[Material shown]:
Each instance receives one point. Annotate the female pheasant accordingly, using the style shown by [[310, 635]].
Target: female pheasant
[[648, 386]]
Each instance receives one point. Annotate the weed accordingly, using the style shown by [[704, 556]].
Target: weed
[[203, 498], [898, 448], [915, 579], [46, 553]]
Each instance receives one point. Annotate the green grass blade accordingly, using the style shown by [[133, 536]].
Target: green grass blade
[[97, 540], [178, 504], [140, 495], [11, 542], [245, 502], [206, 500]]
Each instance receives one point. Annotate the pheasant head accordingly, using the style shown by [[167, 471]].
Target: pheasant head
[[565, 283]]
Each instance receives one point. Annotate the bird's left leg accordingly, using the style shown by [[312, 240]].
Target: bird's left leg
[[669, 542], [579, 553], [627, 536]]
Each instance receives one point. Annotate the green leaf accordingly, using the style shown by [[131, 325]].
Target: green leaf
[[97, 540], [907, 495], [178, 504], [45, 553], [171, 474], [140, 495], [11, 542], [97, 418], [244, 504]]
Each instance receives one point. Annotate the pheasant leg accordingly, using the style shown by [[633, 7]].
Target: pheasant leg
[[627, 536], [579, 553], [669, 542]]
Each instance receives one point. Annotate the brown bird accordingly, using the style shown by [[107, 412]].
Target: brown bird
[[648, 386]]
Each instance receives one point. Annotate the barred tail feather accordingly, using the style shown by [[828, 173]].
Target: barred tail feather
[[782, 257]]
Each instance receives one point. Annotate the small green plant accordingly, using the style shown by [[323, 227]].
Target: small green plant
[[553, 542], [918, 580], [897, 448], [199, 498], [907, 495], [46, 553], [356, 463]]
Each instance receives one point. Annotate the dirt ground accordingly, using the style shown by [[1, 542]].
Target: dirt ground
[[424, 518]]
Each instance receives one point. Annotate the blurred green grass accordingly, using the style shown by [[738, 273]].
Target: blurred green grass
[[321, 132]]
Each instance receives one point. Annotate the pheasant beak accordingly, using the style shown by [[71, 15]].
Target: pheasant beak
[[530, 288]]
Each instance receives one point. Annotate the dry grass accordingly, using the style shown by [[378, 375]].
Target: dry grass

[Your goal]:
Reproduce the data above line for line, leaving every word, bracket, and number unchanged.

[Output]:
Each instance receives one point. Annotate the female pheasant accordingly, using the style shown by [[310, 635]].
Target: female pheasant
[[648, 386]]
Each instance receives one point. Annotate the weed accordingly, using the style shown by [[704, 556]].
Target: weed
[[203, 498], [898, 448], [915, 579], [46, 553]]
Each instance receives one point. Annotate the green grass blade accordingly, using the style shown by [[133, 536]].
Target: green grass blade
[[97, 540], [178, 504], [140, 495], [11, 542], [245, 502], [206, 500]]
Each instance receives one point. Annotate the pheasant head accordingly, using the style shown by [[167, 471]].
Target: pheasant head
[[565, 283]]
Each instance receives one point. Annotate the bird's left leg accordingly, using the style shown by [[312, 240]].
Target: bird's left leg
[[669, 542], [579, 553], [627, 536]]
Each instance receives one point. Annotate the green leaf accordingly, using the style shown by [[131, 325]].
Target: green leaf
[[97, 540], [907, 495], [178, 504], [45, 553], [171, 474], [140, 495], [11, 542], [97, 418], [244, 504]]
Each instance receives one point. Annotate the pheasant leg accordingly, using the style shown by [[633, 7]].
Target: pheasant leg
[[627, 536], [579, 553], [669, 542]]
Each instance receives one point. Annotate the brown bird accordingly, using the style shown by [[107, 412]].
Target: brown bird
[[648, 386]]
Each instance receives one point. Annotate the barred tail feather accordingly, using the style shown by [[828, 173]].
Target: barred tail feather
[[782, 257]]
Each instance receives one point. Annotate the small green plant accordingly, using the style shown by [[323, 227]].
Target: small green plant
[[553, 542], [918, 580], [897, 448], [199, 498], [907, 495], [46, 553], [356, 463]]
Each instance receives one point. Annotate the dirt ground accordingly, using the style shown by [[1, 542]].
Target: dirt ground
[[424, 518]]
Each instance receives one point. Annotate the blurred green grass accordingly, using the style shown by [[738, 273]].
Target: blurred green grass
[[321, 132]]
Each instance receives one point. Annotate the pheasant beak accordingly, using the style shown by [[71, 15]].
Target: pheasant beak
[[530, 288]]
Each instance receives one point. Annotate the dry grass accordingly, using the style shown by [[378, 375]].
Target: dry grass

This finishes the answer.